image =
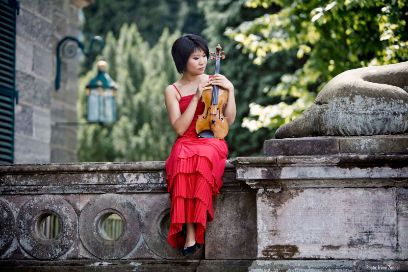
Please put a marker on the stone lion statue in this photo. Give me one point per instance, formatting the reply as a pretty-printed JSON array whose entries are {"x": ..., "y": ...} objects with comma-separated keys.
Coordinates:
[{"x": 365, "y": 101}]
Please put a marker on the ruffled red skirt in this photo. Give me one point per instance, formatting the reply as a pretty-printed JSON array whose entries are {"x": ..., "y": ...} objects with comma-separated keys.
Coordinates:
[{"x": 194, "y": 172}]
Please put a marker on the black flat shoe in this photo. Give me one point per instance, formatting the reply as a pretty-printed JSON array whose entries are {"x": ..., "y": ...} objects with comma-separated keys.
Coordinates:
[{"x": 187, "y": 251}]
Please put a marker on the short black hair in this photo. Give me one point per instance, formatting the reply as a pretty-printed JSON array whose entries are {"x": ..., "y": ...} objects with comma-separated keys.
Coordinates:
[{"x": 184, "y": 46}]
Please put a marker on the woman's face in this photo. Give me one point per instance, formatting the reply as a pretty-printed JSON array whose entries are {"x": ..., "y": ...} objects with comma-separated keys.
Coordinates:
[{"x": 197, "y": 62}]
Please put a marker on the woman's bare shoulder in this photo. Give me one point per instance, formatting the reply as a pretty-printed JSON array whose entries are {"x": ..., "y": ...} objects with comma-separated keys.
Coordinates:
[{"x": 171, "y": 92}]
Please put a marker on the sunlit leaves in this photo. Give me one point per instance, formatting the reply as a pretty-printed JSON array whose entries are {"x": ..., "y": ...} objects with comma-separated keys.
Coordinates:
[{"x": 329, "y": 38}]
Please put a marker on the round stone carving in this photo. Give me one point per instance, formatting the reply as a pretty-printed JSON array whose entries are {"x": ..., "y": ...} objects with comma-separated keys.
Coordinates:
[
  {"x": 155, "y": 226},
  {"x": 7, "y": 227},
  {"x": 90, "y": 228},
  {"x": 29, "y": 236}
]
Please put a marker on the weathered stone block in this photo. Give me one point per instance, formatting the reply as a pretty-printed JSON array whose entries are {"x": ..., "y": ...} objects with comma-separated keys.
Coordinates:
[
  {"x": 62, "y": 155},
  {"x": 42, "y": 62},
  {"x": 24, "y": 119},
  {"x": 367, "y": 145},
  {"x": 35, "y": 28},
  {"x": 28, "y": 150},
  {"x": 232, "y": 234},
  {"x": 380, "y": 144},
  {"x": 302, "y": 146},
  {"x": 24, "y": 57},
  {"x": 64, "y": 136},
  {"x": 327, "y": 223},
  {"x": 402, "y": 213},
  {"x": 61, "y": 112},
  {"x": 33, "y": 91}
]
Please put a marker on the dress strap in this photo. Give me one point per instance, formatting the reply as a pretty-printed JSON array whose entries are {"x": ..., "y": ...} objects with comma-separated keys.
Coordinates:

++++++

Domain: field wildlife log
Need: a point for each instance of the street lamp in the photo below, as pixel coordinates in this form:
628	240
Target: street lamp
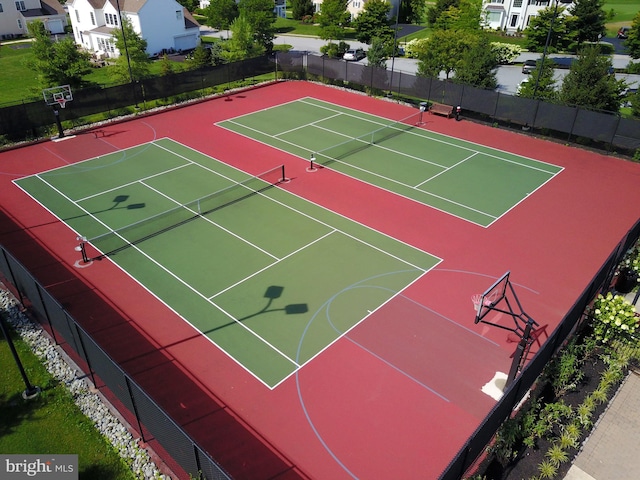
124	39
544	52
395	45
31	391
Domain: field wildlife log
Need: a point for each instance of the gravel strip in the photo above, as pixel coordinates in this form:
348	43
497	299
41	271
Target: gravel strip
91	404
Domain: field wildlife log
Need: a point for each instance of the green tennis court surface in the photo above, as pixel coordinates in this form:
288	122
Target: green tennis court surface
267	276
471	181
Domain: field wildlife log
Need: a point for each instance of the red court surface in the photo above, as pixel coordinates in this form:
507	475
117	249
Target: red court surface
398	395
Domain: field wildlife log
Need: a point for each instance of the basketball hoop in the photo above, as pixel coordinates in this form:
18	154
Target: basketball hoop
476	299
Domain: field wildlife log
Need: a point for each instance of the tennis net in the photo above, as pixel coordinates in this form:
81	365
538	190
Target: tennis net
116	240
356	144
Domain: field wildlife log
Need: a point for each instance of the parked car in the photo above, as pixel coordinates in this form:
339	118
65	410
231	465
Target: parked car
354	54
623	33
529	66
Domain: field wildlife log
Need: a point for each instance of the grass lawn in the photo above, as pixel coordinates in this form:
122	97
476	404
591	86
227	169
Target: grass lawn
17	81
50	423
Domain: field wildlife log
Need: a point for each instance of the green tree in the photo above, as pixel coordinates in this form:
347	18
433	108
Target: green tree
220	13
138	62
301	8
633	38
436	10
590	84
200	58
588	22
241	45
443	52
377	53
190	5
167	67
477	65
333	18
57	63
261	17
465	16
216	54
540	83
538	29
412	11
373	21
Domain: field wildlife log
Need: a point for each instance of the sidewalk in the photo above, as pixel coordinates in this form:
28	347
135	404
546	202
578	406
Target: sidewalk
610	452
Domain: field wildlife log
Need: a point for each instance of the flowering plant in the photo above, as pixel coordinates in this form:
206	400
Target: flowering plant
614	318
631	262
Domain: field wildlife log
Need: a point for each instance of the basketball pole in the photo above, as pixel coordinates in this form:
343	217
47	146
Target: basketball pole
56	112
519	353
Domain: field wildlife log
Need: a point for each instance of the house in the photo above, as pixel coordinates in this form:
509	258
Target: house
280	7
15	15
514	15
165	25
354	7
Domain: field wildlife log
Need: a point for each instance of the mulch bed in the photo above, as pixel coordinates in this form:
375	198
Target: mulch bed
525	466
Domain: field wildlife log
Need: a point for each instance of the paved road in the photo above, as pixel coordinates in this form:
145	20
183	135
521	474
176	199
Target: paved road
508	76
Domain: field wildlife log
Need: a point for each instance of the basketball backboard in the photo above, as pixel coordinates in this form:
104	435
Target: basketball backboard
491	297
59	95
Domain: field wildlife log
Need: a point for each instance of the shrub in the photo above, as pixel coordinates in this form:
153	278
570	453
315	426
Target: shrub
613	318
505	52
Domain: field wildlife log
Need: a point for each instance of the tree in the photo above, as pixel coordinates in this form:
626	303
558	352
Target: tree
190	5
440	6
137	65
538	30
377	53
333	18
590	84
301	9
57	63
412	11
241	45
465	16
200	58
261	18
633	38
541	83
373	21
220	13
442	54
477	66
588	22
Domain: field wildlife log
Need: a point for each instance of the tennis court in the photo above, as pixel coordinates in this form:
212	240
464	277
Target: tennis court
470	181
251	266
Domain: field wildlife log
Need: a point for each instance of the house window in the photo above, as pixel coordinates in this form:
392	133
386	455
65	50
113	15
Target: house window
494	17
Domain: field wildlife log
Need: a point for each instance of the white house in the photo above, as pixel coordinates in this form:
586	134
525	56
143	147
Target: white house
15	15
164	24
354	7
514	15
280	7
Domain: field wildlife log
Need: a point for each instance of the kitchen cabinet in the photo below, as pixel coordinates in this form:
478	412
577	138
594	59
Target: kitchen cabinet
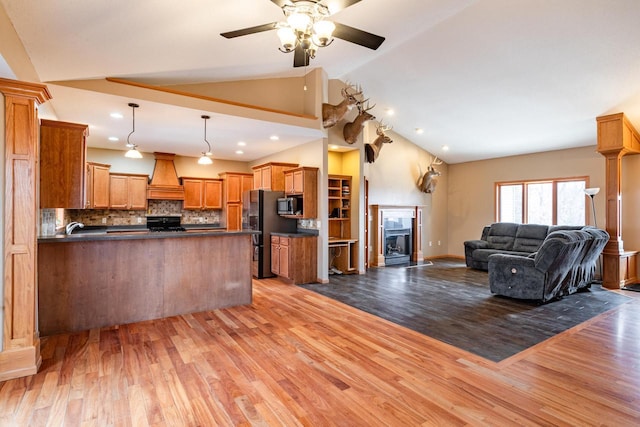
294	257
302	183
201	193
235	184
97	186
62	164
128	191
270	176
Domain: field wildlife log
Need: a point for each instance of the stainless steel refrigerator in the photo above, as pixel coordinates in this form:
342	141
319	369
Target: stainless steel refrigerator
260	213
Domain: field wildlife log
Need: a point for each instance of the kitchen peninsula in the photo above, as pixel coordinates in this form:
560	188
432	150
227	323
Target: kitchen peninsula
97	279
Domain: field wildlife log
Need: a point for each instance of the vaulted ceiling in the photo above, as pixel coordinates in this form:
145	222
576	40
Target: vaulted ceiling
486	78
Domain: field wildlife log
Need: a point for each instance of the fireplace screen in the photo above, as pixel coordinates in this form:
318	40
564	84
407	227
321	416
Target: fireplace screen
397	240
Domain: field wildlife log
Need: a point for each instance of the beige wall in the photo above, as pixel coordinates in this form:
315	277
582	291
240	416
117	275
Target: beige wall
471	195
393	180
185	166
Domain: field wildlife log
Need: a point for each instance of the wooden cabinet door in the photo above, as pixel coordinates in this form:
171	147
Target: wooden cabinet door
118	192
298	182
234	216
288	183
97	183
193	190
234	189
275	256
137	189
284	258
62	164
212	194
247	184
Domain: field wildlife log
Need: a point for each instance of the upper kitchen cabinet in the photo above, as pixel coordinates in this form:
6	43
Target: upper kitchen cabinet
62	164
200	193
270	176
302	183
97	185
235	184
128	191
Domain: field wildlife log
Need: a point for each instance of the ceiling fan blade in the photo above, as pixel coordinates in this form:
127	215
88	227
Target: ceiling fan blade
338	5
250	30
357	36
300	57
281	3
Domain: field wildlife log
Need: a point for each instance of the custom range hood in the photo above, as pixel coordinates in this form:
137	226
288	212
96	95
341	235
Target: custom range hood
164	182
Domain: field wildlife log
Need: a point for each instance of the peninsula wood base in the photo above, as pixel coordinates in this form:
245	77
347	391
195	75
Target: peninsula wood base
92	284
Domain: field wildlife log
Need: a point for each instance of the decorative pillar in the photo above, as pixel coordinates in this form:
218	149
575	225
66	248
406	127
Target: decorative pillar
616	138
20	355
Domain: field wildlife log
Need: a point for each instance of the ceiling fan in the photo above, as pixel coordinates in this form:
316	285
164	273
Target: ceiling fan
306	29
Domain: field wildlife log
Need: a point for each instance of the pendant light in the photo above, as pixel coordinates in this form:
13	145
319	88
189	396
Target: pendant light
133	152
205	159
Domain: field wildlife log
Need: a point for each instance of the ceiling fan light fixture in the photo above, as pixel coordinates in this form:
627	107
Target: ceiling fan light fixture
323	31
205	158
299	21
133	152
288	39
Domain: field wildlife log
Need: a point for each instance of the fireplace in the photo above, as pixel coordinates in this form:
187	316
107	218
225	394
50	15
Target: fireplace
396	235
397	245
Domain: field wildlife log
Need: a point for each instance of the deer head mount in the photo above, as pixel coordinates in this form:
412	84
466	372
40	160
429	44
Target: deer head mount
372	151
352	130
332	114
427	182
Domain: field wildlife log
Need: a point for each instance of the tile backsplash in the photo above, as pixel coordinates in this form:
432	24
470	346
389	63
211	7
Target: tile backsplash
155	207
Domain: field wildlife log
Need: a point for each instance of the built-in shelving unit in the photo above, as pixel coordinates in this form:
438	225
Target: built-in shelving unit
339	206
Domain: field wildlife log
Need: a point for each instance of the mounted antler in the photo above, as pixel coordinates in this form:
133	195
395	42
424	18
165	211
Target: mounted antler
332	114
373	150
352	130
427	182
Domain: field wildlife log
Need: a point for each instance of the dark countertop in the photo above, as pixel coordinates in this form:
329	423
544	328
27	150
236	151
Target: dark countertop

++++++

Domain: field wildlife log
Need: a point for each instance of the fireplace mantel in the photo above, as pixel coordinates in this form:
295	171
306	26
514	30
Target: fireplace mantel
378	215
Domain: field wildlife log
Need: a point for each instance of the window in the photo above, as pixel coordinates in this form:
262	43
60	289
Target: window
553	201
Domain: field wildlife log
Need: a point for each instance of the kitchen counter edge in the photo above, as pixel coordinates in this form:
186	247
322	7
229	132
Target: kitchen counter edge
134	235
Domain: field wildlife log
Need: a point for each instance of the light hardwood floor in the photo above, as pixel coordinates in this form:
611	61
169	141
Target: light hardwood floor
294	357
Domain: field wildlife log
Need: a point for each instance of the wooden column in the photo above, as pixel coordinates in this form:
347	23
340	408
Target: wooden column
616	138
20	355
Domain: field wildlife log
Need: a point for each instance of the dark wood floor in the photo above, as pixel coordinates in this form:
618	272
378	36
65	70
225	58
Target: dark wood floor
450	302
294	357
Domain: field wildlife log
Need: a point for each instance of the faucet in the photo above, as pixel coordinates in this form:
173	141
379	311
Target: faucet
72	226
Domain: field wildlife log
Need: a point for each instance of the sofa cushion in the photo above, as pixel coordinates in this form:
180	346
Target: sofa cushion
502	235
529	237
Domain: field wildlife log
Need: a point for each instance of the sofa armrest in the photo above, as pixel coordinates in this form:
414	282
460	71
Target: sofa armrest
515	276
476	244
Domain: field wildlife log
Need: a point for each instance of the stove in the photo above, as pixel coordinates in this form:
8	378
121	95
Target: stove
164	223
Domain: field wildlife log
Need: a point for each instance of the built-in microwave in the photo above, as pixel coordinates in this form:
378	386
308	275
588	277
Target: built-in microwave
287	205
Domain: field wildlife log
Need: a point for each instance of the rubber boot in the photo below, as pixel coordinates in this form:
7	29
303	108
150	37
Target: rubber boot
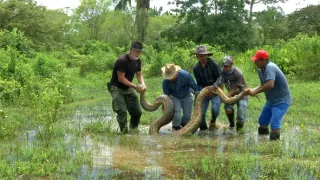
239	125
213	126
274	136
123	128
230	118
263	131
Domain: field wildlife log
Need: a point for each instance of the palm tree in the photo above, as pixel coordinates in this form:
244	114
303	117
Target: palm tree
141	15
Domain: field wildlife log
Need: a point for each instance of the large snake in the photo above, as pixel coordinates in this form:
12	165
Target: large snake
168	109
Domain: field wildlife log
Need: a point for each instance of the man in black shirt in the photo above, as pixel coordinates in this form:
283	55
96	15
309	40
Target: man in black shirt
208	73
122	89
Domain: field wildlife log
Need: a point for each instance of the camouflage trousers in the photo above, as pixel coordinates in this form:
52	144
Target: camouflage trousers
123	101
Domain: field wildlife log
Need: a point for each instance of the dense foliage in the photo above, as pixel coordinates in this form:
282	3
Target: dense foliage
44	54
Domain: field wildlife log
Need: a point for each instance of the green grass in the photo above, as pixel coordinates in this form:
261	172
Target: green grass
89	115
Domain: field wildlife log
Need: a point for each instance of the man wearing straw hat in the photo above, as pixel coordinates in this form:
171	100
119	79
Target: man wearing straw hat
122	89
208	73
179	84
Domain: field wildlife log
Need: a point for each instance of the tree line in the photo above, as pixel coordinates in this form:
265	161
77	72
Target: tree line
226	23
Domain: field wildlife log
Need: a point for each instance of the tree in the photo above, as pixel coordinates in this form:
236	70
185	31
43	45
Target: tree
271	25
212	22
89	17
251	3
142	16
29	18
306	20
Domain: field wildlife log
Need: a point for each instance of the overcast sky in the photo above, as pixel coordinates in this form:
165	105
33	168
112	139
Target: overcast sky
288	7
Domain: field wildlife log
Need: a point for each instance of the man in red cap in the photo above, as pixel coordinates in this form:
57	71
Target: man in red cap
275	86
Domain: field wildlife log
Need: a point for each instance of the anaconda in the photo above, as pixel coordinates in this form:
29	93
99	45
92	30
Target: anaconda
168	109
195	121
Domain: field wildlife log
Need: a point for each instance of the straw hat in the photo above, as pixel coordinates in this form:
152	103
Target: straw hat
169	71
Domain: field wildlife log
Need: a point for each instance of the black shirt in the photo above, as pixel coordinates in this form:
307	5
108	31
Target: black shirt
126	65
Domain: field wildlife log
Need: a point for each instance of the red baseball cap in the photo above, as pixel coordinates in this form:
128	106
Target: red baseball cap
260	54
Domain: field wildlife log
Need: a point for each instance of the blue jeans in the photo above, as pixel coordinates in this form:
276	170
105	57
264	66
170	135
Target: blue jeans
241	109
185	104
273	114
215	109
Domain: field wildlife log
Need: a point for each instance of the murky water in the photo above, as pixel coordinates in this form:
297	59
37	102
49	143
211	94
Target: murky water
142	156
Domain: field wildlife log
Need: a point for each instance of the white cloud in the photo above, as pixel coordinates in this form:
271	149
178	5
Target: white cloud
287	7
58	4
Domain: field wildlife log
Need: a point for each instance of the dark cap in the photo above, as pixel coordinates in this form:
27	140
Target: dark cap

++++++

### What is expected
Whenever the word "below" shows up in a line of the entries above, copy that line.

### Exercise solution
Need: a point for each instance of the street lamp in the photo below, as pixel coordinates in this form:
Need: a point for each instance of the kitchen cabinet in the photo below, as pixel coordinates in this form:
Need: a point for each instance of the rubber boot in the photo below, as pixel coordinates in this form:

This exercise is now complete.